| Supplied passage |
◇ ◇ ◇ ◇ ◇ ◇ ◇
Broken Lines for the Nintendo Switch Review- Saving Private Fry
Broken Lines
Tactical role-playing games can always be a mixed bag for people. The balance that needs to be met is one of both excitement and strategy. How can games like Fire Emblem Three Houses and X-COM do so well to make this slow, methodical type gameplay fun and engaging? And is it easy to do? When I popped Broken Lines into my Switch, I sought out for the answers of those questions.
Broken Lines is a story-driven tactical role-playing game developed by PortaPlay and published by Super.com. While it doesn’t list any influences, you can tell it has them from games like X-COM, specifically.
Crash Landing
The premise is of an alternate history WWII: A group of Allied soldiers are flying over what they thought was neutral territory when they are shot down. Only 8 of them survive, finding themselves in the midst of a strange invasion by an enemy they do not know. All of this is narrated by a woman who seems to be trying to sound vague and mysterious, but just comes off as disinterested.
The characters and their writing are fine. They are exactly what you’d expect from a group of soldiers in WWII. You’ve got the scared one, the jokey one, the rash one; the basic stereotypes. What was nice was that they were all distinctive with their different looks, abilities, and weapon choices, as well as a trait unique to each of them.
In opposition to that, the enemies weren’t so distinctive. In fact, I would call their design downright lazy. They are literally just dudes in masks, and they aren’t even cool masks, just regular gas masks that you’d expect any generic alternate history Nazi to wear. They also have differing weapons and abilities, but the latter would only go to the special enemies… who aren’t different in design at all, they could just throw grenades now.
Moderate Warfare
And to be honest, the gameplay isn’t all that great either, even if it sounds nice on paper. It all starts at the camp. Everything that can prep you for the next mission can be at the camp, where your characters are lined around the campfire. At the campfire, you can prepare your soldiers for the journey ahead by arming them. Weapons come in types, and each type has a different ability linked to it, like suppressing an area in fire or knocking down a target. Utilities are smaller pieces of equipment like bandages or grenades that will help keep your soldiers alive and make fights easier.
◇ ◇ ◇ ◇ ◇ ◇ ◇
Write the next part of the Broken Lines review, picking up after the paragraph about preparing soldiers at the campfire.
◇ ◇ ◇ ◇ ◇ ◇ ◇
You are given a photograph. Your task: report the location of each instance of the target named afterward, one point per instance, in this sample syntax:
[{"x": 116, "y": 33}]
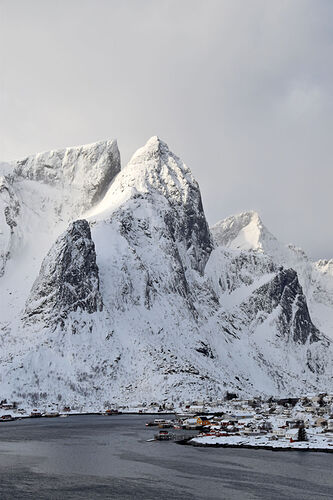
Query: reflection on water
[{"x": 109, "y": 457}]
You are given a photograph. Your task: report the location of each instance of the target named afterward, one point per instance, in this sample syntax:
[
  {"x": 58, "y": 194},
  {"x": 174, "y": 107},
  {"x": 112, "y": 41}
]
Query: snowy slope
[
  {"x": 143, "y": 306},
  {"x": 246, "y": 231}
]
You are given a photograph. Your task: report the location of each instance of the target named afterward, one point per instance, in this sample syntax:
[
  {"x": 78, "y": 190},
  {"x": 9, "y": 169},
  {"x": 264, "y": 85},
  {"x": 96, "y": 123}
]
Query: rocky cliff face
[
  {"x": 284, "y": 293},
  {"x": 68, "y": 279},
  {"x": 147, "y": 306}
]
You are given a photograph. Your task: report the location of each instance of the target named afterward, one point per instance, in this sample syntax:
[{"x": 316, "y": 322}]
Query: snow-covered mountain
[{"x": 115, "y": 290}]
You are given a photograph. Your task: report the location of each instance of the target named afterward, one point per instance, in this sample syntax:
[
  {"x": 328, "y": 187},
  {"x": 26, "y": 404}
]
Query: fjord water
[{"x": 93, "y": 457}]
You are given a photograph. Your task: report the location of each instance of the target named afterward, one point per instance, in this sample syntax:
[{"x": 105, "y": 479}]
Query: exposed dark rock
[
  {"x": 294, "y": 320},
  {"x": 68, "y": 279}
]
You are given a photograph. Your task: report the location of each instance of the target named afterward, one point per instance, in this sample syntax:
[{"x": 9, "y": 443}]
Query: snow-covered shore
[{"x": 315, "y": 443}]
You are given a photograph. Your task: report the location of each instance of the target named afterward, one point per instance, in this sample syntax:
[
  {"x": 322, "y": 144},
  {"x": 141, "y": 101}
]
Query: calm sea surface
[{"x": 94, "y": 457}]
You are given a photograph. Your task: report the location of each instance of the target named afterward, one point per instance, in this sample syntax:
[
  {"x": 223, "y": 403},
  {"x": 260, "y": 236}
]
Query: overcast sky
[{"x": 240, "y": 89}]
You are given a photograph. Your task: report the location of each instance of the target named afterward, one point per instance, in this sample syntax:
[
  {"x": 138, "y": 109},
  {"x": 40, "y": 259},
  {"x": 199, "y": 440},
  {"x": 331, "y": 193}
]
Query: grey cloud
[{"x": 242, "y": 91}]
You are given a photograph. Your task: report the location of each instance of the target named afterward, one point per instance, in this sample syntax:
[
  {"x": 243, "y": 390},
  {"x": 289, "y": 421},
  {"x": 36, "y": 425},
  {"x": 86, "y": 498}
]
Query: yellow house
[{"x": 203, "y": 421}]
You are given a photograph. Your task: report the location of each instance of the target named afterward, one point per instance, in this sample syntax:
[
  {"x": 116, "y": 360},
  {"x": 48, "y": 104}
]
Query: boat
[
  {"x": 112, "y": 412},
  {"x": 164, "y": 436},
  {"x": 35, "y": 414},
  {"x": 6, "y": 418}
]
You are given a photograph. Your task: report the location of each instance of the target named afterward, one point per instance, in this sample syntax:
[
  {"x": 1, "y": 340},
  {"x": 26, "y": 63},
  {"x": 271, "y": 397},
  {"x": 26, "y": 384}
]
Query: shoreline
[{"x": 255, "y": 447}]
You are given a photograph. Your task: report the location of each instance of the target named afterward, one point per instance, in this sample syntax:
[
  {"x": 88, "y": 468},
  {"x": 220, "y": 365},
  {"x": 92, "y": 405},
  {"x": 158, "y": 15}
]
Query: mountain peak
[{"x": 244, "y": 231}]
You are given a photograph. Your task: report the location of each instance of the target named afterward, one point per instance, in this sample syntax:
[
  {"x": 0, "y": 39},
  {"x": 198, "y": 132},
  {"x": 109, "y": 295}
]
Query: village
[
  {"x": 304, "y": 423},
  {"x": 291, "y": 423}
]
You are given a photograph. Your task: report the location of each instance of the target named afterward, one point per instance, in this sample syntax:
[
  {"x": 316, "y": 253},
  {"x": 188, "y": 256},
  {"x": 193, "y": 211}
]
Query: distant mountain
[{"x": 115, "y": 290}]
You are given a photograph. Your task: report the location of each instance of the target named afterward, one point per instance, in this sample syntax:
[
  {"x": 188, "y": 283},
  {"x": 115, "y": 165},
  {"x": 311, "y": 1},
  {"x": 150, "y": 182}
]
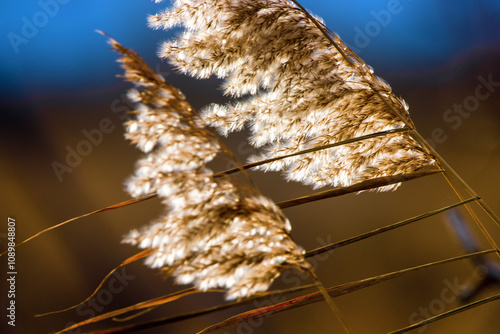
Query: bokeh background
[{"x": 58, "y": 82}]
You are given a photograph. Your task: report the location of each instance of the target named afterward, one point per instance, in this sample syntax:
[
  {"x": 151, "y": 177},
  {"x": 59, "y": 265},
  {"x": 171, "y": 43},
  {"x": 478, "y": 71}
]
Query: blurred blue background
[
  {"x": 50, "y": 46},
  {"x": 58, "y": 81}
]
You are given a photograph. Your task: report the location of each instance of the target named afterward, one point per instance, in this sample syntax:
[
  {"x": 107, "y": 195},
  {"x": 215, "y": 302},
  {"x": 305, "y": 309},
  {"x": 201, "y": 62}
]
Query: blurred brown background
[{"x": 63, "y": 267}]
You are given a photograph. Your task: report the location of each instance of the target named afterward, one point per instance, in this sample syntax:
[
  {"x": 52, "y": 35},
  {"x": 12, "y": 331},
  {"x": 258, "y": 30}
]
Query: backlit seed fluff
[
  {"x": 300, "y": 91},
  {"x": 214, "y": 233}
]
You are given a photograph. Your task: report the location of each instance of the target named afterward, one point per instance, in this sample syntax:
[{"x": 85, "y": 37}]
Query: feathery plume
[
  {"x": 301, "y": 92},
  {"x": 215, "y": 233}
]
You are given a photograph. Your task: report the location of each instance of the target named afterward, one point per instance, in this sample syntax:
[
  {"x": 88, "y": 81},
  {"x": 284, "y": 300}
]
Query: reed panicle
[
  {"x": 299, "y": 91},
  {"x": 215, "y": 233}
]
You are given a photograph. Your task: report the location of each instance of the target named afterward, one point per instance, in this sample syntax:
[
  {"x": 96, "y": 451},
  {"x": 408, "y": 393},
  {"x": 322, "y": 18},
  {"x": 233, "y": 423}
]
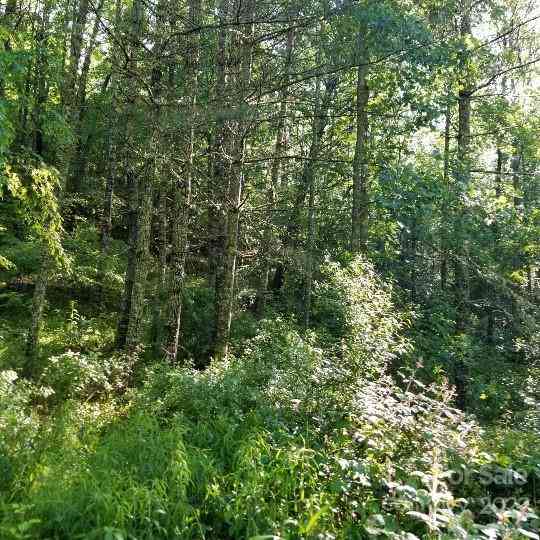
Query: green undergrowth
[{"x": 299, "y": 436}]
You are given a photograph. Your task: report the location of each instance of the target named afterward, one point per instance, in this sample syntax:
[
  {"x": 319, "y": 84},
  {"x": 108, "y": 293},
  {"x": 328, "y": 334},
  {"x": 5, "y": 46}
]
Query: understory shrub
[{"x": 297, "y": 437}]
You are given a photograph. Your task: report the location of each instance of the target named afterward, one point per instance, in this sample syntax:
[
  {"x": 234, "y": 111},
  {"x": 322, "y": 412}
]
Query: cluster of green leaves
[{"x": 300, "y": 436}]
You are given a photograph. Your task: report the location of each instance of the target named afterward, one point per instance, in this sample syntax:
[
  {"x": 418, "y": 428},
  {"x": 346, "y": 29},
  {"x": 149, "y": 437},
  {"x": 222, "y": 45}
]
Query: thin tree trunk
[
  {"x": 461, "y": 285},
  {"x": 269, "y": 239},
  {"x": 446, "y": 172},
  {"x": 310, "y": 255},
  {"x": 360, "y": 206},
  {"x": 40, "y": 291},
  {"x": 182, "y": 196},
  {"x": 241, "y": 54},
  {"x": 219, "y": 177}
]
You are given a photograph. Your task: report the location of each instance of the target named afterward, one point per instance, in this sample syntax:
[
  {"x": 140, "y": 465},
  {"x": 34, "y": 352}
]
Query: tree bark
[
  {"x": 360, "y": 206},
  {"x": 269, "y": 240},
  {"x": 241, "y": 58},
  {"x": 182, "y": 195}
]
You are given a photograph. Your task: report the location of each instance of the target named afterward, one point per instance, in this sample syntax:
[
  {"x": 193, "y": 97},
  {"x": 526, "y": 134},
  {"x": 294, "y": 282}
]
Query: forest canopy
[{"x": 269, "y": 269}]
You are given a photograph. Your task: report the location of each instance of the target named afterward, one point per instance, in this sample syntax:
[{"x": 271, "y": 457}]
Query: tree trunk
[
  {"x": 241, "y": 58},
  {"x": 444, "y": 218},
  {"x": 360, "y": 206},
  {"x": 461, "y": 284},
  {"x": 182, "y": 196},
  {"x": 269, "y": 240},
  {"x": 40, "y": 291},
  {"x": 219, "y": 177}
]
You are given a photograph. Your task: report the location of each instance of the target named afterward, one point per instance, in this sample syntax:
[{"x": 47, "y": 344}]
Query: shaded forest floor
[{"x": 300, "y": 435}]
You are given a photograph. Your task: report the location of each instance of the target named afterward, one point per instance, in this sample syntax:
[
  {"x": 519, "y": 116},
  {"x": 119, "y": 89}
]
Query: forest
[{"x": 269, "y": 269}]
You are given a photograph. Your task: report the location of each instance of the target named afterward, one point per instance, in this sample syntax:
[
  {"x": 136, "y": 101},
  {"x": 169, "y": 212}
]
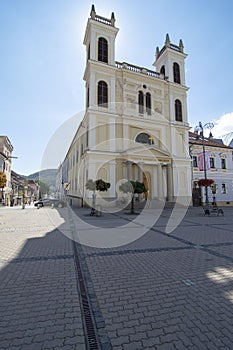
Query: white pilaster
[
  {"x": 112, "y": 134},
  {"x": 112, "y": 175}
]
◇ ◇ ◇ ◇ ◇ ◇ ◇
| Exercise answer |
From here, you can go to the map, where you can go to the traveling vendor that unlocks after the prologue. The vendor will provide you with new weapons, utilities, and supplies, the latter of which you’ll need to keep your soldiers from losing their composure.
Struggles of War
On the map, there will also be small scenarios that will provide you with a problem, in which you’ll need to make a decision that can help or hinder the group, for example a wounded woman lies on the road with corpses, and you have to decide whether to help her or kill her. If you help her, she points you to supplies, and if you don’t, that will change how the locals will think of you, which will affect later game.
Finally, the other thing you can do on your map is choose how to go about your next mission, like sneaking into a plane crash site at night, or going in during the day. These are cool ideas, and they would definitely be interesting in a game with tactical gameplay. The problem with this game is it’s gameplay, though.
Fire On Sight
So, in combat, you start out in the planning phase. In this phase, you are to decide what the five soldiers you chose will do within the next eight seconds. Once their commands are given, you start the action phase, where they execute their given orders. This isn’t technically turn-based, which this game was advertised as. Instead it’s more time-based, where nobody waits for any turn, but time will stop to let you choose what your soldiers will do next. Once they start moving, the enemy will still be shooting them.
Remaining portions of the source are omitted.